_Artigo_.
• • •

A Representação do Homem na obra "Caminhos de Pedra''
- CADRINE
- 30 de ago. de 2019
- 10 min de leitura
Caminhos de Pedra é uma obra de Rachel de Queiroz, pertencente a geração de 30, construída sob o viés político nasce o romance de Noemi e Roberto.

RESUMO: O presente trabalho tem por objetivo fazer uma breve análise acerca da representação do homem, encaixando-o nas tendências sociais e críticas da literatura da geração de 30, perante a obra “Caminho de Pedras”, da autora Raquel de Queiroz (1937). Queiroz trata do homem em abordagens e vivências distintas capazes de se interligarem de uma maneira bem diferenciada. Autores como Muraca (2017), Karl Marx (2005), Chauí (2006) e Aristóteles (2004) servirão como base para esta análise. Com o trabalho foi possível refletir sobre como o homem é abordado de maneira tão peculiar nas trajetórias diversas.
Palavras-chave: Representação; Homem; Literatura.
INTRODUÇÃO
A obra é uma narrativa curta que apresenta um número limitado de personagens, e busca discutir a luta do proletariado perante o cenário político da Ditadura Militar, em que Getúlio Vargas dominava o poder. Observou-se que o caráter dos personagens corresponde a um papel simbólico e social, característico dos romances da geração de 30. Com o intuito de discutir e debater as questões sociais, Raquel de Queiroz traz em primeiro plano um triângulo amoroso e em segundo plano lida com o contexto revolucionário bem dosado.
Inicia-se a discussão utilizando Muraca (2017) para contextualizar o cenário social em que se desenrolaram as mudanças de uma literatura sócio crítica e para esclarecer os traços marcantes dessa; já Aristóteles (2004) justifica as ações do homem como um animal político. Com base nos autores, divide-se a representação do homem em duas categorias de análise, a fim de explorá-los de acordo com o contexto em que melhor se adequam.

• • •

_Dados fornecidos_.
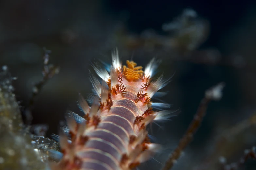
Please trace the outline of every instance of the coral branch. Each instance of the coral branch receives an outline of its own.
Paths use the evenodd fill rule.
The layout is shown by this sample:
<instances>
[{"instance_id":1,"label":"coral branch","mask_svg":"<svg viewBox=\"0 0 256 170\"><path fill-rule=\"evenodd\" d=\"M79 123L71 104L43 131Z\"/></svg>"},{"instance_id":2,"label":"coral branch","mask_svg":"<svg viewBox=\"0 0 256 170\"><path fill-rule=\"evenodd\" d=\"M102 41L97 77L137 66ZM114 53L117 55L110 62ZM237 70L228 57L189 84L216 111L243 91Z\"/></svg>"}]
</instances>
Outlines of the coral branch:
<instances>
[{"instance_id":1,"label":"coral branch","mask_svg":"<svg viewBox=\"0 0 256 170\"><path fill-rule=\"evenodd\" d=\"M162 170L170 169L176 160L179 158L181 152L192 140L193 135L201 124L210 102L212 100L218 100L221 98L222 91L224 86L224 83L220 83L205 92L204 97L201 101L193 120L178 146L166 162Z\"/></svg>"},{"instance_id":2,"label":"coral branch","mask_svg":"<svg viewBox=\"0 0 256 170\"><path fill-rule=\"evenodd\" d=\"M55 75L58 74L60 70L59 67L48 63L50 58L49 54L51 53L51 51L47 50L45 48L44 48L43 50L45 54L43 57L44 64L43 68L42 71L43 80L36 83L33 87L32 97L30 99L29 105L27 108L25 110L25 114L29 118L27 119L29 120L26 120L28 121L28 122L26 122L27 124L30 124L29 122L32 120L32 116L29 118L30 117L29 115L31 114L30 113L33 109L35 98L41 92L43 86Z\"/></svg>"}]
</instances>

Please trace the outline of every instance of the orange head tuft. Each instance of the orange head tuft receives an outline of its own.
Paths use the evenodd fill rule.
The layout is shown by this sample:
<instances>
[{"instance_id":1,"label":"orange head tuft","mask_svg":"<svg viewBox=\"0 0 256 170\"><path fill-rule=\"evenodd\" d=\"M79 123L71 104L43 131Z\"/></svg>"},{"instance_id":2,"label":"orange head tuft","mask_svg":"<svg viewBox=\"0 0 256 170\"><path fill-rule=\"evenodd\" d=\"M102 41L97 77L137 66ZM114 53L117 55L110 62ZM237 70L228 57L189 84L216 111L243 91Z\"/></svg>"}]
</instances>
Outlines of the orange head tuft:
<instances>
[{"instance_id":1,"label":"orange head tuft","mask_svg":"<svg viewBox=\"0 0 256 170\"><path fill-rule=\"evenodd\" d=\"M123 74L125 76L126 79L129 81L138 80L143 74L143 71L142 70L142 67L136 67L137 64L133 61L127 60L126 65L127 67L125 65L123 66Z\"/></svg>"}]
</instances>

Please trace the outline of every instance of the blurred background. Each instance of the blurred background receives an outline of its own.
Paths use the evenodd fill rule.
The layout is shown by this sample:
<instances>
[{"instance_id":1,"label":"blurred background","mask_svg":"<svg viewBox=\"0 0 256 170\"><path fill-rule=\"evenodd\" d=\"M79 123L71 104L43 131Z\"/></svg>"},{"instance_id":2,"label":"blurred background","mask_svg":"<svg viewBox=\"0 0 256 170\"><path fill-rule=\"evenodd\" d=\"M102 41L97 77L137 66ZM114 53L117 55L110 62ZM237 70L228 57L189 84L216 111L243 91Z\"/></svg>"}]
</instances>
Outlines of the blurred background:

• • •

_Objetivo_. Indique todos os autores que, conforme o resumo do artigo sobre a representação do homem, servirão como base para a análise, com os respectivos anos. Os dados acima não têm qualquer papel nesta tarefa.

_Resolução_. Muraca (2017), Karl Marx (2005), Chauí (2006) e Aristóteles (2004).